── EXERCISE MATERIALS

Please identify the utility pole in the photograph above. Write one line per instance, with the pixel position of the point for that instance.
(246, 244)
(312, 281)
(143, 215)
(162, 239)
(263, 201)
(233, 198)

────

YOUR TASK — Rewrite every line of the items above, including the requests, and raise each coordinate in the answers by 104.

FINISHED TASK —
Please identify the utility pole in the photograph above. Write one line per instance, with the pixel position of the point for that instance.
(350, 348)
(416, 385)
(247, 319)
(266, 343)
(367, 305)
(337, 302)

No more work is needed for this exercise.